(Dataset records)
------------------------------

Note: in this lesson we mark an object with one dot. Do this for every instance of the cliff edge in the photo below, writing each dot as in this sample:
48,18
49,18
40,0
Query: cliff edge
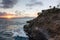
46,26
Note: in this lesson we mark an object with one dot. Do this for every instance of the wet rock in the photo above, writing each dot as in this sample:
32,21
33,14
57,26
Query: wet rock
46,26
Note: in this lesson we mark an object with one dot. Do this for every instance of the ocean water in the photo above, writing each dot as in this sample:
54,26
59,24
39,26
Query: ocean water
9,28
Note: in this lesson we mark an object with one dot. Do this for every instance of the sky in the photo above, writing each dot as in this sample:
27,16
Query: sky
26,7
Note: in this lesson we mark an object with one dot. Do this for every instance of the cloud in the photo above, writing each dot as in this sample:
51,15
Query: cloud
34,3
8,3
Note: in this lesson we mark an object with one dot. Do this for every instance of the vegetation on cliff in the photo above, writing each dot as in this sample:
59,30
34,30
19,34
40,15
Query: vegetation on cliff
46,26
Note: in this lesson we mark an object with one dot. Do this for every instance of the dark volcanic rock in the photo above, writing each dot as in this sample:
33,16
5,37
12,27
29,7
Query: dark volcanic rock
46,26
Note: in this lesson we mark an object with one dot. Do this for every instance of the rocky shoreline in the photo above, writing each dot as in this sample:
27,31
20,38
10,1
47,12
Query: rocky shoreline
46,26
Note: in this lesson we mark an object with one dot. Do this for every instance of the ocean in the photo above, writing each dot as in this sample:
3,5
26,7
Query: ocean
10,28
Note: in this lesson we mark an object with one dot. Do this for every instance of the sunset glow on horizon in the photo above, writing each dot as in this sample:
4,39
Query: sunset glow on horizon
9,16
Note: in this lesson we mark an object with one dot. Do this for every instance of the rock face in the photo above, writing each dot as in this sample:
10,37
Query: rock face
46,26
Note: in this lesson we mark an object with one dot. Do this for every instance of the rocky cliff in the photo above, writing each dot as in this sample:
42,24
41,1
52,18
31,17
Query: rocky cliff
46,26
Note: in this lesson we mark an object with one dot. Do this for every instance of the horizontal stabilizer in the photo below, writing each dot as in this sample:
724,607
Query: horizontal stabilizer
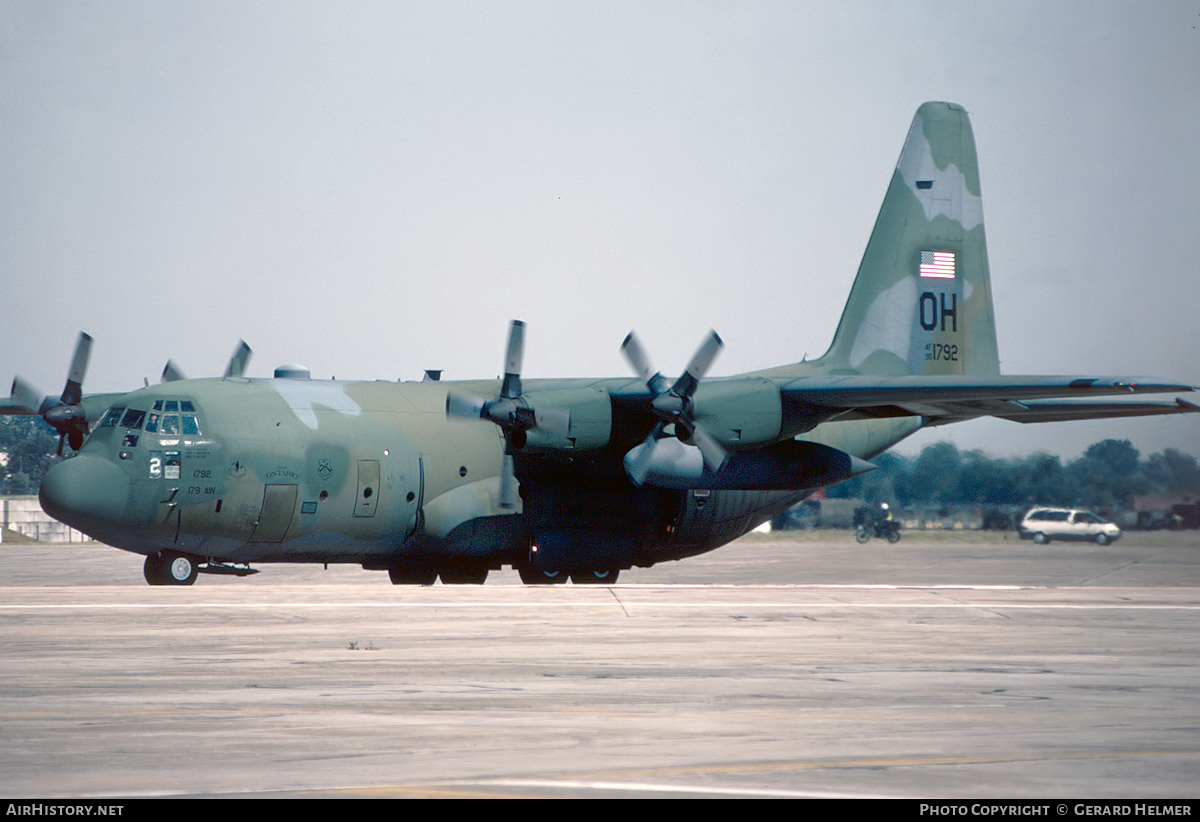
952,399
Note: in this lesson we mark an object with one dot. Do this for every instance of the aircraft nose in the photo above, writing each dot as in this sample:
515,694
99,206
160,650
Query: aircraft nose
85,492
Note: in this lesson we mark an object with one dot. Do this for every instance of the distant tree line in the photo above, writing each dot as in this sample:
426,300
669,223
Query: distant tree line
31,445
1108,473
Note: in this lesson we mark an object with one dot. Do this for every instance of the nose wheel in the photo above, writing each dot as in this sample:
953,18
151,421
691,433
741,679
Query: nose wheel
169,568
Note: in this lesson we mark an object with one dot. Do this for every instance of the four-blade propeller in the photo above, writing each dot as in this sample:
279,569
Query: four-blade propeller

------------------------------

What you are asked to do
Starting at the line that contains "of the distant" and continuing through the end of the items, write out every line again, requests included. Shift each number in the answer coordinates up by 24, and leave the sample coordinates in the requests unchanged.

Correct answer
Note: in this lesson we mark an object with one dot. Do this for every instance of the distant tree line in the photo above, writing each dot as in this sample:
426,300
669,223
Query: distant tree line
55,469
1132,497
Note: in this lesson we mark an object with one dot. Do this for every instance of the nose wheel in the photo above, writing each dot as in this sample:
953,18
151,421
691,433
741,679
Query: nose wheel
193,592
Note: in this lesson we mark an object with one dot. Do this for every instance of the four-blade propeller in the photo above, writing each dot as in this sample:
279,569
Query: four-blade propeller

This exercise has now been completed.